#### The request
Extract, verbatim, all lines starting at the one containing "Reviewer note: check that every instance of the woman with" and ending with the final line of the listing, and no others.

#### Data supplied
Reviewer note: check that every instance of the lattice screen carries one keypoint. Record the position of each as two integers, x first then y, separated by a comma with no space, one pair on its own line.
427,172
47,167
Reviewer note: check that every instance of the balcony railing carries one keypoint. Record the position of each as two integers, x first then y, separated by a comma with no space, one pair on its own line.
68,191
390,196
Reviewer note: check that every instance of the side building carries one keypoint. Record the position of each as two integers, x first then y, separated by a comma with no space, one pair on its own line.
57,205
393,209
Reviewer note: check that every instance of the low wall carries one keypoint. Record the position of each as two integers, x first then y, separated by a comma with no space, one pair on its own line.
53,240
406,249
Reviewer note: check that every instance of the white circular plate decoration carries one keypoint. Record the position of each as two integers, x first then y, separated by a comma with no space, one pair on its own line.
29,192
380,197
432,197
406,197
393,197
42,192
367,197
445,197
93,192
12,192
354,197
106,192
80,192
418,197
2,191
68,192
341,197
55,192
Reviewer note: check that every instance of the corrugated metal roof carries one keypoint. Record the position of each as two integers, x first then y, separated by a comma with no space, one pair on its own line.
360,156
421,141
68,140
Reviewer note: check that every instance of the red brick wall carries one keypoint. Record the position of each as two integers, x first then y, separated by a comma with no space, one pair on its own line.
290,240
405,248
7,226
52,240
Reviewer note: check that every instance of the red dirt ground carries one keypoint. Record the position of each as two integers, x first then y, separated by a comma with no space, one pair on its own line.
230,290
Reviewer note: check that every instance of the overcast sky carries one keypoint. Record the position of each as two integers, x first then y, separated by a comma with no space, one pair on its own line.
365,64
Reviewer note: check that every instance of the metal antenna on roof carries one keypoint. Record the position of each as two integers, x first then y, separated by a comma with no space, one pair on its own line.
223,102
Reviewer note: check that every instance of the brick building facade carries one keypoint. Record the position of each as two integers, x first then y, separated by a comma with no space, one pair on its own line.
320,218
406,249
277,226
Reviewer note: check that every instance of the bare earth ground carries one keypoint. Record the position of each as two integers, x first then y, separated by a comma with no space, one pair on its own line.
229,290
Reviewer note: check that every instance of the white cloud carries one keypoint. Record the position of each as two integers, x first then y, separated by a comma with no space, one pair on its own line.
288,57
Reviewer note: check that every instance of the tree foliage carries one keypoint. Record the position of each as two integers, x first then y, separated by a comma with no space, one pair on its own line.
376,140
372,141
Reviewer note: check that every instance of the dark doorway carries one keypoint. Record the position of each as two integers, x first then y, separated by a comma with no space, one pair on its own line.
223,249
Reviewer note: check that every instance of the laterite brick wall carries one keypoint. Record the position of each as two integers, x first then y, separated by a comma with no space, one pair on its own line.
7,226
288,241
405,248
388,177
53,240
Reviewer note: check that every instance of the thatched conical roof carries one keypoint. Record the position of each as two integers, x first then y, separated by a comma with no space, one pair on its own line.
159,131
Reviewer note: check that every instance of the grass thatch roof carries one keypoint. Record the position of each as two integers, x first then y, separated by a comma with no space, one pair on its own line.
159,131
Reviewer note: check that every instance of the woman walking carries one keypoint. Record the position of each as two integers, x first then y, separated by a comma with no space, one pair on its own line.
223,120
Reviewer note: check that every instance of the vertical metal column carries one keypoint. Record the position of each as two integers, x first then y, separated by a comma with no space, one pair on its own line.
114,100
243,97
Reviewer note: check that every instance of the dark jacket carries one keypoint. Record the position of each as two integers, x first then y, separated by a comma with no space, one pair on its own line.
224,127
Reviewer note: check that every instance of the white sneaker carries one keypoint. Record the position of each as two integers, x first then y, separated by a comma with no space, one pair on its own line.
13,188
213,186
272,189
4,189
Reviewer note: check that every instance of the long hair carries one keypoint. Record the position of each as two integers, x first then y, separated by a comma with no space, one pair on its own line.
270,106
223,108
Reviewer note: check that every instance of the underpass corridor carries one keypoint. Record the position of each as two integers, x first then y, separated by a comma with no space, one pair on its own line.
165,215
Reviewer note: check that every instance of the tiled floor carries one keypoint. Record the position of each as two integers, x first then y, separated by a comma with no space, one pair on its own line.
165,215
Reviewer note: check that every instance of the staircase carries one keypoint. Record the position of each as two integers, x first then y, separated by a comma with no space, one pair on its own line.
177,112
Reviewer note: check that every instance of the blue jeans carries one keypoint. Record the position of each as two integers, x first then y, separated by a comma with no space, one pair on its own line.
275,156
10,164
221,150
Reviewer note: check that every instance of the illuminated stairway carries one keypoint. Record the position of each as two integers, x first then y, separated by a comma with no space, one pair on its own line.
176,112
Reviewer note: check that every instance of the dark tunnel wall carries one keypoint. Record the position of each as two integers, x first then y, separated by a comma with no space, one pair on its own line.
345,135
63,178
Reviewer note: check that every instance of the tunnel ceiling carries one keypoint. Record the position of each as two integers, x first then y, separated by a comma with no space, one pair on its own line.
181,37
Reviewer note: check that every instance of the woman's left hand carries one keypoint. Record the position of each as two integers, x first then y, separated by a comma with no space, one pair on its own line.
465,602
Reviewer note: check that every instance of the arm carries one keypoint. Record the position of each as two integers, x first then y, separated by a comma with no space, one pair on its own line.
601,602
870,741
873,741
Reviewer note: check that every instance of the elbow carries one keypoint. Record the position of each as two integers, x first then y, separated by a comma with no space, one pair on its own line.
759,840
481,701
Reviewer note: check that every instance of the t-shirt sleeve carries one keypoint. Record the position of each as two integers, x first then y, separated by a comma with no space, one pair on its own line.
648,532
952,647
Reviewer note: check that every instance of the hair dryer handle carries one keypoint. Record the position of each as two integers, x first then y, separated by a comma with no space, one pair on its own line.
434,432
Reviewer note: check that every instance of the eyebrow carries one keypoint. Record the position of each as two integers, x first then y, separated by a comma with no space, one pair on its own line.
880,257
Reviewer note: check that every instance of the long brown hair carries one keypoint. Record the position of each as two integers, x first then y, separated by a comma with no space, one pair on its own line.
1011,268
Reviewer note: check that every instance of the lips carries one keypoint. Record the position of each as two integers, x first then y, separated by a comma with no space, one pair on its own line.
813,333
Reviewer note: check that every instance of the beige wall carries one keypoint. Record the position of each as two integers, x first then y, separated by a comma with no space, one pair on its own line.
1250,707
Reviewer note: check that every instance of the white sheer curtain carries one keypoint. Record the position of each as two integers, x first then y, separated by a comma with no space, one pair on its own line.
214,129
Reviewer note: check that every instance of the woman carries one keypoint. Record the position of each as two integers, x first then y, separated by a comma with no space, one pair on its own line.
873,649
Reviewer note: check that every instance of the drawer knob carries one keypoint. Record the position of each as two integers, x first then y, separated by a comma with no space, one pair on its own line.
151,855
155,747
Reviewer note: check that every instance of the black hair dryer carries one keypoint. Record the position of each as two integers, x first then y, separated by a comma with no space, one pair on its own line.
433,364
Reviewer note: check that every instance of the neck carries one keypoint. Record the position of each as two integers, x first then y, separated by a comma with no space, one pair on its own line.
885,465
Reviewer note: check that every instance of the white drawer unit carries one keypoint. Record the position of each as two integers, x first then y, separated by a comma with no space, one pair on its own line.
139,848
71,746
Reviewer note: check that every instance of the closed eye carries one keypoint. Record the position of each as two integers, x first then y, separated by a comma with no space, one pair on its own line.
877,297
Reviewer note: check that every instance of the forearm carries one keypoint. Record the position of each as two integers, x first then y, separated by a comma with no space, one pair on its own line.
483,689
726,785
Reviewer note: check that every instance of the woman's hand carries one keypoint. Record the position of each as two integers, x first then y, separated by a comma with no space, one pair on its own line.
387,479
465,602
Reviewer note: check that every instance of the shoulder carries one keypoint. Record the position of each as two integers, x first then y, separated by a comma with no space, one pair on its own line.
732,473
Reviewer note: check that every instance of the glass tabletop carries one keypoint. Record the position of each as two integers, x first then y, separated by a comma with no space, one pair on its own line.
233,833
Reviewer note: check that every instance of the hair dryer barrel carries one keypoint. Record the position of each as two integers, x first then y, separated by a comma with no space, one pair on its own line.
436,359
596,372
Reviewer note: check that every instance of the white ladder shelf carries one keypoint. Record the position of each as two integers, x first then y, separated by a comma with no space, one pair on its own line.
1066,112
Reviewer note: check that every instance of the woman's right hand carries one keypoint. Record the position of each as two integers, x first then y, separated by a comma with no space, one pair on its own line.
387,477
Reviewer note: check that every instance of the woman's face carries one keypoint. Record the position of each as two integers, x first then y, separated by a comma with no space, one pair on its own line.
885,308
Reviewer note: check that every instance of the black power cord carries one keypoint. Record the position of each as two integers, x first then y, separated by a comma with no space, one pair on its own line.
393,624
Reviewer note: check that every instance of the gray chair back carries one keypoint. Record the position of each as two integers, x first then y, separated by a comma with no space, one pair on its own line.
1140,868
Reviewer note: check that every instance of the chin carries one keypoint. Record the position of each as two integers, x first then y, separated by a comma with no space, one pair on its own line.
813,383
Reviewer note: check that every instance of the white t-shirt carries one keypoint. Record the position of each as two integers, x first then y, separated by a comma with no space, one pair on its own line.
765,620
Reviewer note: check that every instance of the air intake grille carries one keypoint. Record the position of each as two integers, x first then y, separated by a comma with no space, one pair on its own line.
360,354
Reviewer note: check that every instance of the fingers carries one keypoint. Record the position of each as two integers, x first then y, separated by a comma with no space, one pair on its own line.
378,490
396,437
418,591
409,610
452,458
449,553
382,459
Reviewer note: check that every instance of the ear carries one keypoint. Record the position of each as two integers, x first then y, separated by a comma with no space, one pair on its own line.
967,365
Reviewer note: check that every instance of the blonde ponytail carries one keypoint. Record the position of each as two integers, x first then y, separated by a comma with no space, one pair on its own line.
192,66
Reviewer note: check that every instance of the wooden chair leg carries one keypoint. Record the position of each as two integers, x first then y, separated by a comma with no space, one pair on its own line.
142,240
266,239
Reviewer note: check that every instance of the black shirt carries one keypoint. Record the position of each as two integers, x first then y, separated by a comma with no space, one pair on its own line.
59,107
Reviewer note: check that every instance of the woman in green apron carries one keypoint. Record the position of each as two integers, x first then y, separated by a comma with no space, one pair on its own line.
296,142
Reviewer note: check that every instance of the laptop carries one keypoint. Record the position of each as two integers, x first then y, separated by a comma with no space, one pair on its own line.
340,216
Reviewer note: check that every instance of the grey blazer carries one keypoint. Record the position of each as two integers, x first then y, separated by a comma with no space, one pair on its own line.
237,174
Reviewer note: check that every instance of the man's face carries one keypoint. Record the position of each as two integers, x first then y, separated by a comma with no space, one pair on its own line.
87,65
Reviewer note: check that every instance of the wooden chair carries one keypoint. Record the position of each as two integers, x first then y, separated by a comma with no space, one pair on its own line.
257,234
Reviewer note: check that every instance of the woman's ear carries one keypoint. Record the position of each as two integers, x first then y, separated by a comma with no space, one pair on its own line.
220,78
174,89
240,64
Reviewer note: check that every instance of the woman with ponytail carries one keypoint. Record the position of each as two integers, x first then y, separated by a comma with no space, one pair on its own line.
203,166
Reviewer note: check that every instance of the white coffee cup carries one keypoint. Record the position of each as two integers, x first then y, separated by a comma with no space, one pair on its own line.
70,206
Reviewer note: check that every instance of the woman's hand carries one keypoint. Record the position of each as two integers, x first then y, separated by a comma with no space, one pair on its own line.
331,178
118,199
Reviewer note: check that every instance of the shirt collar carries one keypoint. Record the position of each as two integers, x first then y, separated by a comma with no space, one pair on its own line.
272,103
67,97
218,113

#### Solution for this problem
Reviewer note: check that every instance of the woman with ponytail carries one keypoint. Record the position of each as two integers, x first then y, separated by a comma with no space, one pair on its own line.
203,166
Reviewer note: check that every instance of the white coffee cup carries one keypoint. Record the position of each as two integers, x first then y, separated by a comma with no space, one pair on its own line.
70,206
Reviewer note: check that every instance of the woman's hand carries one keypoint. Record the position of each as two integers, x first then y, separated by a comma with no space, one pair on its own line.
331,178
118,199
Reviewer note: check that every instance of the shirt collar carries one keypoint. Record the position of each as two integers, x first then y, separated by a comma with no space, one pair on its own line.
272,103
67,97
218,113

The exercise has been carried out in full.